==== Dataset extract

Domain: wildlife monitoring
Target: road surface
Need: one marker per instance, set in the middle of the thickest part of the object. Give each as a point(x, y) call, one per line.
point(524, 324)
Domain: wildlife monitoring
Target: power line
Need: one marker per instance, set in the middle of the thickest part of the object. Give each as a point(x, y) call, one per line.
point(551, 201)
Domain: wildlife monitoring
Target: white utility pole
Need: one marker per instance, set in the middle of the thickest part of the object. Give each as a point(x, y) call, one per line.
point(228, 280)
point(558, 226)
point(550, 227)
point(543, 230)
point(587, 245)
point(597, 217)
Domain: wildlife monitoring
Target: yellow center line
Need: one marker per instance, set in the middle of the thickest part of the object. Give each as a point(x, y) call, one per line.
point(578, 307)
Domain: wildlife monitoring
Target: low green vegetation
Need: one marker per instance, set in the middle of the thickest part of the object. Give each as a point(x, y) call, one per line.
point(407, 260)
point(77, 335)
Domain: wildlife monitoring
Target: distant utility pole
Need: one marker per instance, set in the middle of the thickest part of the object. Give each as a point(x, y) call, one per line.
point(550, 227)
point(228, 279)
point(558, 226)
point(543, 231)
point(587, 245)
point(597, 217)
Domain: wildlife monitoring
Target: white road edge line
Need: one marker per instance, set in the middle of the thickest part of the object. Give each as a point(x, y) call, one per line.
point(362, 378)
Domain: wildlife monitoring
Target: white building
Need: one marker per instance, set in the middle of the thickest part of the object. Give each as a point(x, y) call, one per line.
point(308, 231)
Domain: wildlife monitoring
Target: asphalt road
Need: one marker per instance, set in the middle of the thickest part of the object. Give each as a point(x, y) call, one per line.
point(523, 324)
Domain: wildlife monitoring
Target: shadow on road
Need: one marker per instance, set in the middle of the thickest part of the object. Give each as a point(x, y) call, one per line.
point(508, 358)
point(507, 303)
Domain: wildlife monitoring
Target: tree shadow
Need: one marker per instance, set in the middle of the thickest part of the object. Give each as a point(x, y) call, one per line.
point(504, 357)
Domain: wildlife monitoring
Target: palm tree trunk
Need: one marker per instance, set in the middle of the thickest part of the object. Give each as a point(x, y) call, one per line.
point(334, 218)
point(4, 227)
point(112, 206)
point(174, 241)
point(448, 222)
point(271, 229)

========

## What the exercise asks
Return a copy of every line in the records that includes the string "pole".

## The answer
Target: white utility pole
Target: distant utility pole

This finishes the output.